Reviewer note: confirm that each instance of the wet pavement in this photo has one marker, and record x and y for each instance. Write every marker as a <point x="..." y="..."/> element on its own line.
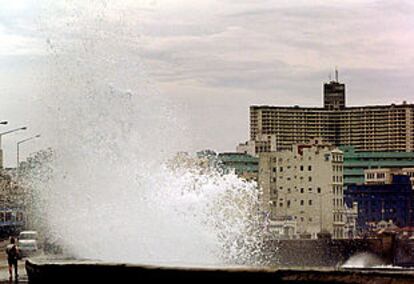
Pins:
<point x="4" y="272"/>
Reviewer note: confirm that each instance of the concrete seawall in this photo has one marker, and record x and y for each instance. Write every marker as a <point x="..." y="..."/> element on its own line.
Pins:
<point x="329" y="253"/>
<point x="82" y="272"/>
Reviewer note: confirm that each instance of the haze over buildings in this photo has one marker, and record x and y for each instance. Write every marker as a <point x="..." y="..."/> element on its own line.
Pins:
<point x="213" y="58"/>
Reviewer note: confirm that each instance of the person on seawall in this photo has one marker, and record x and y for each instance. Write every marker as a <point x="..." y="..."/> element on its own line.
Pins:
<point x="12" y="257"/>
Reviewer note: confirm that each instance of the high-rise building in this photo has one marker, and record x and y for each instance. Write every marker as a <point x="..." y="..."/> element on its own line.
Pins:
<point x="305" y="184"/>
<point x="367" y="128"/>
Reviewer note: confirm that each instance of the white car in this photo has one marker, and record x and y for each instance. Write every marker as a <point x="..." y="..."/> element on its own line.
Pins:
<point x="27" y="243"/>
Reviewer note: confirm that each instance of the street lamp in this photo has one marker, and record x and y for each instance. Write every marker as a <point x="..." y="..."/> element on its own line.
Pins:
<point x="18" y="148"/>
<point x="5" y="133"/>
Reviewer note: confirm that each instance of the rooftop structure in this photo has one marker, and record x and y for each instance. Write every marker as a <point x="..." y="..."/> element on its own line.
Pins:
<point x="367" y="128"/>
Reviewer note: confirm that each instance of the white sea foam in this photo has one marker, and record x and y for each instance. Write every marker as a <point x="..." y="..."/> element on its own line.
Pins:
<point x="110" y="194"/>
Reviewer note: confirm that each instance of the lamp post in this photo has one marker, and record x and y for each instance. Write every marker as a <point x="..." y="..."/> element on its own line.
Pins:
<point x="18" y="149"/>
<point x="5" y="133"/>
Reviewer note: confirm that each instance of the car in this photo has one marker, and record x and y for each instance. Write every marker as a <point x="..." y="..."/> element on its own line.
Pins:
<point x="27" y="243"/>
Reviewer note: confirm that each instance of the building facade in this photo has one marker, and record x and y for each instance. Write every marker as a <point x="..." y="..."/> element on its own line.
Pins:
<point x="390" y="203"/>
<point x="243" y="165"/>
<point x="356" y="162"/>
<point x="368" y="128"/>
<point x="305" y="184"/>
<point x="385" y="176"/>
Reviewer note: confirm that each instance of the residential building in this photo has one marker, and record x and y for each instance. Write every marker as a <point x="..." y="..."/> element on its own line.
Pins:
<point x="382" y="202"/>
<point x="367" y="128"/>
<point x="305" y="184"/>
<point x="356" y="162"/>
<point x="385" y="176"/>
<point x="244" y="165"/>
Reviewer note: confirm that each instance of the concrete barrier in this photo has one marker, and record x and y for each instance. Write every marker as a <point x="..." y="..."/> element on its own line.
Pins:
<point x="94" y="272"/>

==

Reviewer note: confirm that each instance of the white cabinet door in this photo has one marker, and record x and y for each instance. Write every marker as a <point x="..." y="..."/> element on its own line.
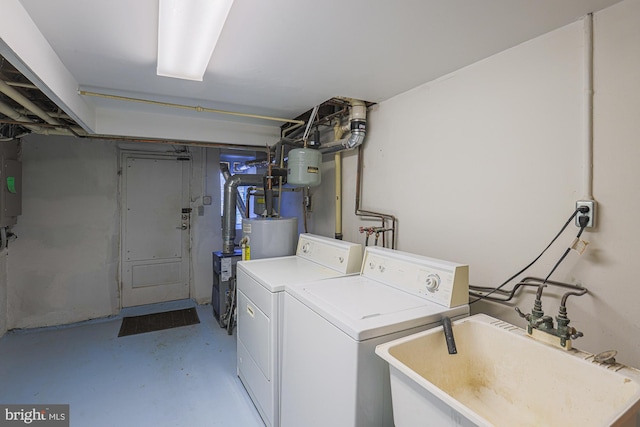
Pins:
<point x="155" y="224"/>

■ **COSA FARE**:
Indica quante righe dei record contengono la parola "white", distinguendo tra maiuscole e minuscole. Scrivi solo il numero.

■ **RISPOSTA**:
3